### Given records
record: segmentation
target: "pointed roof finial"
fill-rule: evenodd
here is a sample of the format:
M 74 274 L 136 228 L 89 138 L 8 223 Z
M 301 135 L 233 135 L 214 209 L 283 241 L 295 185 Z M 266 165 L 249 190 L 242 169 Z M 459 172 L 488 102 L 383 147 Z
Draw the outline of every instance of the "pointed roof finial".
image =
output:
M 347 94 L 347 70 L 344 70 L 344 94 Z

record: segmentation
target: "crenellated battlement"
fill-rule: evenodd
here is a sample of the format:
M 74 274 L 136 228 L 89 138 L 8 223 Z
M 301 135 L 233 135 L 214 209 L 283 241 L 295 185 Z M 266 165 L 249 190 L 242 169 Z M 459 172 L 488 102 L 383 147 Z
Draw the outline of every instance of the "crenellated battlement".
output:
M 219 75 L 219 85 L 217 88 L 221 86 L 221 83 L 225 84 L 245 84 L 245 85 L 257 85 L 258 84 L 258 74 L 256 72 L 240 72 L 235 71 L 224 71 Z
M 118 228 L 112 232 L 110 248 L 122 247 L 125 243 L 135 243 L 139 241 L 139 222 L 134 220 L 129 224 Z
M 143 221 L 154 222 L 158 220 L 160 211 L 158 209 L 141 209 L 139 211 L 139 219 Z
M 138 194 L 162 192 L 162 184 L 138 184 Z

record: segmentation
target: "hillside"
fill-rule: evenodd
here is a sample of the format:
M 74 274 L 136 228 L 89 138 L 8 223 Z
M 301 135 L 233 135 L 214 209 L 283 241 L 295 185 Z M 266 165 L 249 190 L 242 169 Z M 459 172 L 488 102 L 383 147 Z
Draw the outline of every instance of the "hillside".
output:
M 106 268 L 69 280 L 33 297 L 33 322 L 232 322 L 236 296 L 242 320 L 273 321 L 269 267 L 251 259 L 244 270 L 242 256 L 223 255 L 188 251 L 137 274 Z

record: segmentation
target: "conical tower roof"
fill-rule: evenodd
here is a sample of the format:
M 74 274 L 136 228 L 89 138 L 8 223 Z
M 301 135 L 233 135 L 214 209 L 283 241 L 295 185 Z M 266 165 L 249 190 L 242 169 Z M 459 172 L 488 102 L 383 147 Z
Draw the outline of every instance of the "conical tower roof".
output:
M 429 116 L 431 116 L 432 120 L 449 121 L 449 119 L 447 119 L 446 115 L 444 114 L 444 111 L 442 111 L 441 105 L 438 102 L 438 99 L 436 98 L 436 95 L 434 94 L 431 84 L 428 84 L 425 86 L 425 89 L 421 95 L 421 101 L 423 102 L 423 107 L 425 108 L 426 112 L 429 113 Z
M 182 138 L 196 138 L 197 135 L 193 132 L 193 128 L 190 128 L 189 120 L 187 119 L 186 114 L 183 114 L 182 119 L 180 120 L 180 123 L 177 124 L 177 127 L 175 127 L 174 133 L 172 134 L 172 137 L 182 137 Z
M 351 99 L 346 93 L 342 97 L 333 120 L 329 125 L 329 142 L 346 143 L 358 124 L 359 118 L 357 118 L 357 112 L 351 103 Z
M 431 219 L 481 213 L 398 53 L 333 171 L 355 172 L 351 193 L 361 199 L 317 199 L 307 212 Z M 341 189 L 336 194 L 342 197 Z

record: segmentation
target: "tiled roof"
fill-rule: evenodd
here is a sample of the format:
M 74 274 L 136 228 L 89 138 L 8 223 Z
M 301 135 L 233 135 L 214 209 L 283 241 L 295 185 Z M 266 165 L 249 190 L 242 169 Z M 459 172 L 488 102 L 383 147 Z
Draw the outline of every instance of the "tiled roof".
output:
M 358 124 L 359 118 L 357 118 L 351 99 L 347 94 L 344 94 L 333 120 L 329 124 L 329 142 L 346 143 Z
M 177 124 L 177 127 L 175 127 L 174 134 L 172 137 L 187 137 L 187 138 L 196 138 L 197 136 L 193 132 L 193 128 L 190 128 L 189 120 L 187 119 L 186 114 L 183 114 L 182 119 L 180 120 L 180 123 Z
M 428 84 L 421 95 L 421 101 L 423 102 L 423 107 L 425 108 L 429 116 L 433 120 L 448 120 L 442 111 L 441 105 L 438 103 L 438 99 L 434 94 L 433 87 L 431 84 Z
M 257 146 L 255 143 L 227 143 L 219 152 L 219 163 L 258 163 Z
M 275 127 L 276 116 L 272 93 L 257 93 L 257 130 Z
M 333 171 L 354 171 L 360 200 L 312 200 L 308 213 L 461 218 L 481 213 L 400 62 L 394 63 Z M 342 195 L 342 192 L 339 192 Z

### Required work
Copy the records above exactly.

### Response to the task
record: segmentation
target: "pointed roof finial"
fill-rule: evenodd
here is a sample of the format:
M 74 274 L 136 228 L 89 138 L 8 223 Z
M 301 135 L 233 135 L 214 209 L 283 241 L 295 185 Z M 266 165 L 249 190 L 242 169 Z M 459 172 L 488 102 L 383 147 Z
Draw the outline of every instance of the "pointed roof finial".
image =
output:
M 347 94 L 347 70 L 344 70 L 344 94 Z

record: segmentation
target: "crenellated battlement"
fill-rule: evenodd
here is a sample of the format:
M 74 274 L 136 228 L 89 138 L 8 223 Z
M 301 135 L 233 135 L 214 209 L 283 241 L 295 185 Z M 266 165 L 249 190 L 242 169 Z M 459 172 L 488 102 L 383 147 Z
Draw the outline of every instance of the "crenellated battlement".
output:
M 219 75 L 219 85 L 217 88 L 221 86 L 221 83 L 225 84 L 245 84 L 245 85 L 257 85 L 258 84 L 258 74 L 256 72 L 240 72 L 235 71 L 224 71 Z
M 118 228 L 112 232 L 110 248 L 122 247 L 125 243 L 135 243 L 139 241 L 139 222 L 134 220 L 129 224 Z
M 143 221 L 154 222 L 158 220 L 160 211 L 158 209 L 141 209 L 139 211 L 139 219 Z
M 138 194 L 162 192 L 162 184 L 138 184 Z

record: segmentation
target: "hillside"
fill-rule: evenodd
here is a sample of the format:
M 74 274 L 136 228 L 89 138 L 8 223 Z
M 301 135 L 233 135 L 214 209 L 283 241 L 295 185 Z M 266 165 L 249 190 L 242 169 Z M 459 172 L 488 102 L 383 147 Z
Draw the outline of every instance of the "hillside".
output:
M 106 268 L 69 280 L 33 297 L 33 322 L 232 322 L 236 296 L 242 320 L 273 321 L 269 267 L 251 259 L 244 270 L 242 256 L 223 255 L 188 251 L 137 274 Z

record: segmentation
target: "conical tower roof"
fill-rule: evenodd
here is a sample of the format:
M 74 274 L 136 228 L 89 138 L 8 223 Z
M 301 135 L 233 135 L 214 209 L 283 241 L 295 185 Z M 266 165 L 249 190 L 242 169 Z M 459 172 L 488 102 L 383 147 Z
Draw the outline of every instance of the "conical tower roof".
output:
M 429 116 L 431 116 L 432 120 L 449 121 L 449 119 L 447 119 L 446 115 L 444 114 L 444 111 L 442 111 L 441 105 L 438 102 L 438 99 L 436 98 L 436 95 L 434 94 L 431 84 L 428 84 L 425 86 L 425 89 L 421 95 L 421 101 L 423 102 L 423 107 L 425 108 L 426 112 L 429 113 Z
M 182 138 L 196 138 L 197 135 L 193 132 L 193 128 L 190 128 L 189 120 L 187 119 L 186 114 L 183 114 L 182 119 L 180 120 L 180 123 L 177 124 L 177 127 L 175 127 L 174 133 L 172 134 L 172 137 L 182 137 Z
M 351 99 L 346 93 L 342 97 L 333 120 L 329 125 L 329 142 L 346 143 L 358 124 L 359 118 L 357 118 L 357 112 L 351 103 Z
M 431 219 L 481 213 L 398 53 L 333 171 L 355 172 L 351 193 L 361 199 L 317 199 L 307 212 Z M 341 189 L 336 194 L 342 197 Z

record: segmentation
target: "tiled roof"
fill-rule: evenodd
here is a sample of the format:
M 74 274 L 136 228 L 89 138 L 8 223 Z
M 301 135 L 233 135 L 214 209 L 283 241 L 295 185 Z M 266 165 L 249 190 L 242 169 Z M 459 172 L 488 102 L 383 147 Z
Draw the outline of every instance of the "tiled roof".
output:
M 358 124 L 359 118 L 357 118 L 351 99 L 347 94 L 344 94 L 333 120 L 329 124 L 329 142 L 346 143 Z
M 177 124 L 177 127 L 175 127 L 174 134 L 172 137 L 187 137 L 187 138 L 196 138 L 197 136 L 193 132 L 193 128 L 190 128 L 189 120 L 187 119 L 186 114 L 183 114 L 182 119 L 180 120 L 180 123 Z
M 428 84 L 421 95 L 421 101 L 423 102 L 423 107 L 425 108 L 429 116 L 433 120 L 448 120 L 442 111 L 441 105 L 438 103 L 438 99 L 434 94 L 433 87 L 431 84 Z
M 257 146 L 255 143 L 227 143 L 219 152 L 219 163 L 258 163 Z
M 275 127 L 276 116 L 272 93 L 257 93 L 257 130 Z
M 333 171 L 354 171 L 360 200 L 312 200 L 308 213 L 461 218 L 481 213 L 400 62 L 394 63 Z M 342 195 L 342 192 L 339 192 Z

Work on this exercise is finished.